Set exercise 1: Count the lines of the listing that contain the string "glass" and give only the number.

Text block:
Broughton High School

3/26/08

Ms. Greene

IB Psychology SL

1, 738

Abstract

The Stroop (1935) effect is the inability to ignore a color word when the task is to report the ink color of that word (i.e., to say "green" to the word RED in green ink). The present study investigated whether object-based processing contributes to the Stroop effect. According to this view, observers are unable to ignore irrelevant features of an attended object (Kahneman & Henik, 1981). In three experiments, participants had to name the color of one of two superimposed rectangles and to ignore words that appeared in the relevant object, in the irrelevant object, or in the background. The words were congruent, neutral, or incongruent with respect to the correct color response. Words in the irrelevant object and in the background produced significant Stroop effects, consistent with earlier findings. Importantly, however, words in the relevant object produced larger Stroop effects than did the other conditions, suggesting amplified processing of all the features of an attended object. Thus, object-based processing can modulate the Stroop effect.

Early “bottleneck” theories of selective attention allowed for only one channel of input to be semantically analyzed, other information being discarded. Later modifications to the attention theory proposed that all inputs were analyzed but that much of this is unconscious and automatic. However, automatic processes are difficult to unlearn and control. This paper reports a study of the Stroop effect that these over learned, automatic processing could intrude on a color identification tasks.

Introduction

The psychological occurrence we now call “the Stroop effect” was first described in 1935 by John Ridley Stroop. The Stroop effect was used in cognitive psychology to understand how behaviors interact. Stroop’s work was originated in the work done by J. M. Cattell (1885), who theorized objects and colors took longer to name than corresponding words. The psychologists were amazed at the experiment, because the Stroop effect appeared to have tap into the essential levels of cognition, offering more clues to the cognitive process of the brain.

Interested in the interference between conflicting processes, Stroop wanted to explain interference. His interests in the phenomenon lead him to ask two major questions:

• What effect of each dimension of the compound stimulus would have trying to name the other dimension

• What effect practice would have on the observed interference

To support his questions he constructed three experiments. In his first experiment, he studied the effect of incompatible ink color on reading words aloud. His results showed that subjects averaged 2.3 seconds longer to read words on experimental cards. The second experiment’s task was switched to naming colors aloud, with the control cards in the same order as experimental cards, except solid color squares were substituted for words. Results showed that subjects averaged forty-seven seconds longer to name the ink color of an incongruent word than a solid-color square. The last experiment had thirty-two subjects to name the ink colors of incompatible words for eight days. The results showed that the time, in seconds, on incompatible words decreased with practice. Stroop concluded that differential practice offered a reasonable account of the asymmetrical interference pattern he obtained. He also found that words evoked a single reading response, whereas colors evoked multiple responses and naming colors was much slower than reading them.

(Object pointing dataset rows)
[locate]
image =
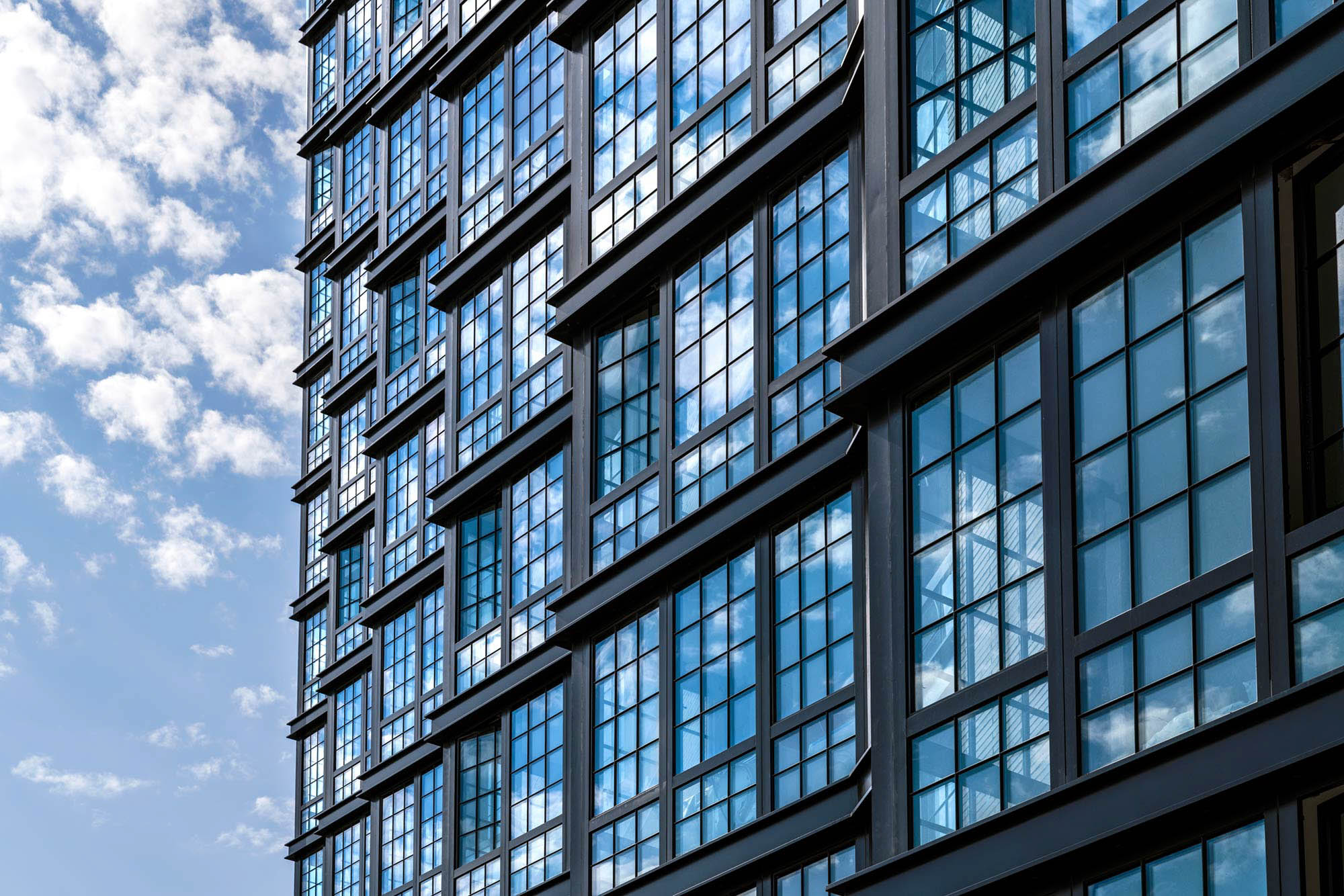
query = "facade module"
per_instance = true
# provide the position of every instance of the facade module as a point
(802, 447)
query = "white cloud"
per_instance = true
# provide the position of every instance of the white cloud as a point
(251, 701)
(18, 570)
(274, 811)
(255, 839)
(243, 444)
(25, 432)
(192, 546)
(139, 408)
(99, 785)
(48, 616)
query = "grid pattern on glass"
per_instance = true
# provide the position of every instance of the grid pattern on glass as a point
(714, 663)
(1162, 486)
(319, 425)
(626, 850)
(398, 840)
(810, 265)
(538, 534)
(708, 142)
(537, 862)
(626, 525)
(713, 467)
(814, 756)
(1323, 338)
(1318, 611)
(978, 525)
(1169, 678)
(626, 713)
(814, 607)
(798, 412)
(537, 762)
(403, 323)
(538, 85)
(628, 379)
(479, 780)
(349, 863)
(538, 392)
(714, 335)
(624, 209)
(967, 60)
(480, 572)
(1232, 863)
(714, 804)
(479, 660)
(626, 91)
(983, 762)
(994, 187)
(1151, 76)
(315, 656)
(360, 178)
(812, 879)
(806, 64)
(325, 75)
(536, 275)
(483, 131)
(317, 565)
(712, 46)
(480, 347)
(321, 212)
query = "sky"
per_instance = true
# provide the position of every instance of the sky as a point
(150, 324)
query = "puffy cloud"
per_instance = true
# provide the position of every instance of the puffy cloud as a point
(97, 785)
(18, 570)
(139, 408)
(192, 546)
(251, 701)
(243, 444)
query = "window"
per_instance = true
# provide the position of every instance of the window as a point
(1140, 84)
(1318, 612)
(814, 756)
(714, 337)
(538, 541)
(626, 83)
(812, 879)
(626, 714)
(312, 752)
(626, 848)
(713, 467)
(712, 46)
(716, 663)
(325, 75)
(1189, 670)
(628, 404)
(810, 261)
(319, 425)
(479, 782)
(1162, 483)
(811, 58)
(966, 64)
(983, 762)
(317, 565)
(994, 187)
(978, 525)
(1232, 863)
(483, 131)
(814, 608)
(315, 656)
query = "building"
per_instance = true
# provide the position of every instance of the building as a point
(771, 447)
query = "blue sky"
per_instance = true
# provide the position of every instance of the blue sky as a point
(150, 323)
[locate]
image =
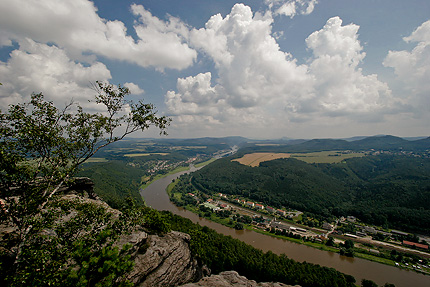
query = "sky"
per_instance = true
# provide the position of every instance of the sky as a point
(258, 69)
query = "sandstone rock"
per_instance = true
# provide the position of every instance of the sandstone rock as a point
(231, 279)
(167, 261)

Set exercise 2:
Answer these questions about the Stroop effect paper:
(a) In what year was the Stroop effect first described, and by whom?
(b) In Stroop's last experiment, how many subjects took part, and for how many days did they name ink colors?
(c) According to the abstract, how many experiments did the present study include?

Worked solution 1: 2

Worked solution 2:
(a) 1935, by John Ridley Stroop.
(b) Thirty-two subjects, for eight days.
(c) Three.